Top of EXTRACTED TEXT

In: Economics
The Federal Reserve on Tuesday, March 3, 2020 took the emergency step of cutting the benchmark U.S. interest rate by half a percentage point, an attempt to limit the economic and financial fallout from the coronavirus. Consider the FX market and the money market diagrams we learned within asset approach to exchange rate determination and answer the following questions. Let US be the home country and Euro Area be the foreign country. a) Following the Fed’s decision, explain which schedule(s) shift in the US money market and why. b) Following the Fed’s decision, explain which schedule(s) shift in the FX market and why. c) What happens to the equilibrium E$/€ exchange rate? Why?
A) lower interest rate will induce aggregate demand made in US. Consumers, firms and even exporters will borrow more and consumes and invests more. There will be increase in demand for currency. Demand curve shifts to right hand side. Lower interest will decrease exchange rate. This will increase export of US as export price is becoming cheaper. Increases GDP and employment in the country.

Bottom of EXTRACTED TEXT

# PROBLEM STATEMENT:
Continue the worked answer on the Fed's March 2020 rate cut from the point where it stops.

Top of GIVEN DATA

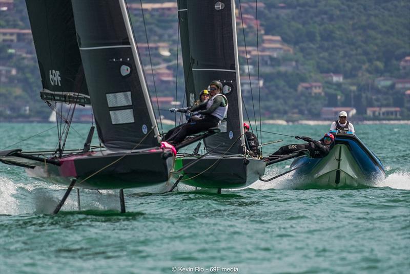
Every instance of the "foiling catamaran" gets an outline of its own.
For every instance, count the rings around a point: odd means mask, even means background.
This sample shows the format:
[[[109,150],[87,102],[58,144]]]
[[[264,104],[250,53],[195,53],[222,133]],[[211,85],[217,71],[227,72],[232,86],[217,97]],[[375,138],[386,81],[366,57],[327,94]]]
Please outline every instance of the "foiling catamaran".
[[[243,128],[235,1],[178,1],[186,96],[193,104],[211,81],[223,85],[228,114],[220,133],[204,140],[207,153],[177,157],[183,183],[198,187],[237,188],[263,175],[265,162],[247,154]],[[196,150],[197,152],[197,150]]]
[[[26,5],[42,77],[42,99],[59,118],[55,151],[0,152],[0,161],[28,174],[73,187],[122,189],[168,180],[175,148],[161,141],[124,0],[27,0]],[[64,117],[59,103],[71,108]],[[76,107],[91,104],[103,147],[66,151]],[[198,138],[214,133],[206,133]],[[79,201],[79,200],[78,200]]]

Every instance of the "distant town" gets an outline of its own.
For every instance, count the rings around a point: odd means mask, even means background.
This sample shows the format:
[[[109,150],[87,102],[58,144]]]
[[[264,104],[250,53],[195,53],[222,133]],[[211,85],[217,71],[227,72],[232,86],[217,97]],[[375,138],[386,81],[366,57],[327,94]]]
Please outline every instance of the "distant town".
[[[173,120],[173,115],[166,110],[186,101],[176,2],[145,1],[142,6],[139,1],[128,2],[156,113]],[[384,37],[385,31],[380,34],[383,39],[401,39],[395,44],[400,48],[394,49],[394,54],[389,56],[387,49],[373,49],[367,45],[365,47],[372,50],[384,51],[384,59],[371,60],[363,50],[363,56],[354,57],[355,60],[362,57],[360,66],[349,68],[348,57],[339,65],[333,64],[332,56],[336,63],[340,59],[337,54],[344,58],[343,54],[352,53],[342,52],[329,41],[328,52],[319,49],[322,47],[320,43],[324,43],[325,31],[319,23],[305,27],[305,40],[311,40],[304,41],[298,41],[297,37],[287,38],[288,32],[270,25],[270,16],[299,24],[295,16],[311,7],[298,7],[294,1],[243,2],[236,11],[241,88],[248,109],[252,107],[253,98],[258,119],[260,112],[265,120],[329,120],[335,119],[341,111],[357,121],[410,119],[408,36]],[[403,5],[408,6],[405,2]],[[317,8],[325,9],[325,6]],[[41,81],[25,9],[24,1],[0,0],[0,121],[52,121],[55,117],[50,116],[51,110],[39,98]],[[323,16],[322,20],[328,19]],[[403,28],[410,29],[409,17],[403,20],[408,23]],[[312,30],[316,30],[308,33]],[[92,119],[91,108],[78,109],[78,121]],[[250,115],[253,115],[253,111]]]

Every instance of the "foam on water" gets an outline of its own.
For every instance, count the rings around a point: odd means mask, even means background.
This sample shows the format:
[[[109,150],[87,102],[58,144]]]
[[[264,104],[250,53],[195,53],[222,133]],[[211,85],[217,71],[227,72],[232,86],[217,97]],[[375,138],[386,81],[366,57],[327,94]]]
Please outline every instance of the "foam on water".
[[[377,182],[376,187],[388,186],[397,189],[410,190],[410,172],[398,171],[388,175],[385,179]]]

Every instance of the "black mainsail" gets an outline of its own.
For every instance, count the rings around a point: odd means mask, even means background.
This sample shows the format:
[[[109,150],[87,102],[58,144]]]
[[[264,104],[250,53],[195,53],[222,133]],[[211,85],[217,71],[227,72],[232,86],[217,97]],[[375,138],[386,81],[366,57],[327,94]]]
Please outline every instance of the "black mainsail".
[[[205,139],[208,154],[177,159],[183,183],[205,188],[244,187],[264,172],[264,161],[245,150],[234,0],[178,0],[187,105],[214,80],[229,101],[221,133]],[[180,175],[182,175],[180,177]]]
[[[243,154],[234,2],[178,0],[178,5],[188,106],[213,80],[222,82],[229,103],[226,123],[222,122],[221,133],[205,139],[207,150],[223,143],[211,154]]]
[[[31,177],[68,186],[54,213],[74,186],[119,189],[125,212],[122,189],[167,181],[176,154],[173,146],[160,143],[125,2],[28,0],[27,4],[44,96],[52,102],[75,103],[73,109],[77,103],[91,103],[105,147],[91,147],[91,127],[84,148],[66,152],[64,145],[48,151],[14,149],[0,151],[0,161],[25,167]],[[65,118],[64,143],[71,118]]]
[[[100,139],[111,150],[158,146],[159,134],[125,3],[72,4]]]
[[[42,99],[90,104],[70,0],[26,2],[42,77]]]

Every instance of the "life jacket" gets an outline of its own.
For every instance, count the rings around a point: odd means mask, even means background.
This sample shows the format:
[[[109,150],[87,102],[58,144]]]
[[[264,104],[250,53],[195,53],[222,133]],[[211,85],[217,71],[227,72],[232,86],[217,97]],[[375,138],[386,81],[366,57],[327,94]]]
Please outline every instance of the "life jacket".
[[[228,113],[228,99],[227,97],[225,97],[225,95],[223,94],[221,94],[220,93],[218,93],[217,94],[215,94],[212,98],[208,100],[208,103],[207,103],[207,109],[209,109],[211,106],[214,103],[214,100],[216,96],[222,96],[223,98],[227,102],[227,105],[225,107],[221,107],[220,106],[216,109],[215,111],[214,111],[211,114],[211,115],[214,116],[219,119],[220,120],[222,120],[224,118],[227,116],[227,113]]]
[[[342,127],[340,125],[340,124],[339,123],[339,121],[336,120],[335,121],[336,122],[336,129],[338,130],[342,130],[344,131],[349,131],[349,121],[346,121],[346,125]]]

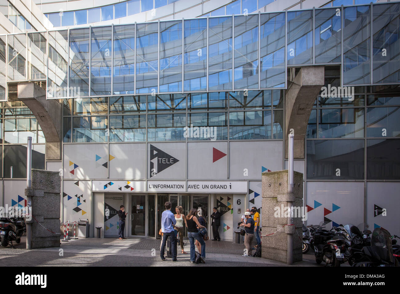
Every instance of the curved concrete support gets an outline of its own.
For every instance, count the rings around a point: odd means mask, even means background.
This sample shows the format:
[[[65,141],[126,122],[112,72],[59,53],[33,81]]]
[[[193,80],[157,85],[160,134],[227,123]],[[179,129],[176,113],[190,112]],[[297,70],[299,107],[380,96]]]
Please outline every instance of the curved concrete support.
[[[324,69],[324,66],[304,66],[292,80],[288,81],[292,84],[286,91],[285,100],[285,158],[288,158],[287,136],[290,129],[293,129],[294,134],[294,158],[305,158],[307,125],[315,99],[325,83]]]
[[[46,91],[32,82],[19,83],[18,94],[18,100],[29,108],[42,127],[46,140],[46,160],[61,160],[61,102],[46,100]]]

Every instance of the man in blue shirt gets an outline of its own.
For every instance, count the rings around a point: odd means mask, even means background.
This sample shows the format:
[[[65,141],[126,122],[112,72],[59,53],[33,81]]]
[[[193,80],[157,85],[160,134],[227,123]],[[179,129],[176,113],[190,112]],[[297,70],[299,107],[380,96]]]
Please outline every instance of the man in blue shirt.
[[[176,236],[174,229],[174,226],[176,223],[176,220],[174,216],[174,214],[171,212],[171,207],[172,206],[171,202],[166,202],[164,206],[166,210],[163,212],[161,215],[161,232],[162,232],[163,236],[160,256],[162,260],[166,259],[164,257],[164,250],[165,249],[165,243],[167,242],[167,238],[169,237],[171,241],[171,254],[172,256],[172,261],[176,261]]]

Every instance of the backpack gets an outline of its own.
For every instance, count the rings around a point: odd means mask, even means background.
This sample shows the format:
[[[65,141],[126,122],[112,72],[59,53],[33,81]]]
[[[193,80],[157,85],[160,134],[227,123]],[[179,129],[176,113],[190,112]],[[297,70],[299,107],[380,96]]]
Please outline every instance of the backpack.
[[[261,244],[260,244],[258,246],[257,246],[257,248],[256,249],[256,253],[253,254],[253,257],[261,257]]]

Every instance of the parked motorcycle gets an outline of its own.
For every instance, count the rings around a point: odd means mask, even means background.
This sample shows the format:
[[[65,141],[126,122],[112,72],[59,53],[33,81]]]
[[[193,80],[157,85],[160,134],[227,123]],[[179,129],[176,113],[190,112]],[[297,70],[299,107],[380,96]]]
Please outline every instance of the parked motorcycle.
[[[356,262],[353,266],[399,266],[399,262],[393,255],[390,233],[382,228],[374,230],[371,237],[371,246],[362,248],[366,260]]]
[[[13,241],[19,244],[21,242],[21,237],[26,231],[25,221],[22,218],[7,219],[6,221],[0,222],[0,226],[1,245],[3,247],[6,247],[10,242],[12,245]]]

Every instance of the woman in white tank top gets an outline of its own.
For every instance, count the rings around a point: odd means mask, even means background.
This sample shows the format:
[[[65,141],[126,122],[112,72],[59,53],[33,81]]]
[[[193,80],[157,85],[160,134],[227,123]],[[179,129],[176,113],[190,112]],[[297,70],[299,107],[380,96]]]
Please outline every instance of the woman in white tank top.
[[[178,231],[178,233],[179,233],[179,240],[180,242],[180,248],[182,250],[182,253],[184,253],[184,254],[187,254],[188,253],[185,252],[185,251],[183,250],[183,222],[185,221],[185,225],[186,228],[188,227],[188,225],[186,223],[186,218],[185,217],[185,215],[182,214],[182,211],[183,209],[182,208],[182,206],[176,206],[175,208],[175,211],[176,212],[176,214],[174,215],[175,216],[175,220],[176,220],[176,223],[175,225],[175,228],[177,231]]]

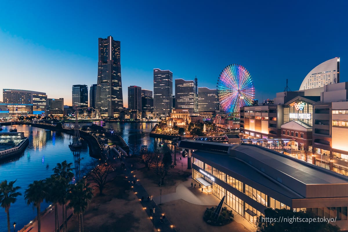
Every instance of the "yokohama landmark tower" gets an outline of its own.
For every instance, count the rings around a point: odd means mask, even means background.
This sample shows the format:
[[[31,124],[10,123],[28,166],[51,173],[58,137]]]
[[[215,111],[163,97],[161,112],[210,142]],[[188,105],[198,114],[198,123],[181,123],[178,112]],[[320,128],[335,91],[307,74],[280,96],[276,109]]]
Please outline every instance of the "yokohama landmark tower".
[[[123,109],[120,42],[112,37],[98,39],[96,108],[102,116],[113,117]]]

Bottom of GIVEN DATA

# WRITTEN ANSWER:
B) When there is cut in interest rate, return from investing in US is getting decreased. So demand for US dollars will get decreased. Demand for Euro will get increased due to cut in interest rate in US in short run. This will shift the demand curve of Euro to right hand side. People may believe Euro is stringer. Because of it itself demand curve will further shifts to right hand side. As investing in European Union now gain more returns, supplier will be hesitant to supply Euro. So supply curve of Euro will shift to left hand side.
C) The above stated reasons will increase exchange rate of Euro in terms of US dollars without changing quantity demanded and supplied of Euros. But in long run, European Area can have inflation as it attracts more and more of foreign money. This will reduce its value. Exchange rate may get decreased for Euro in terms of US dollars.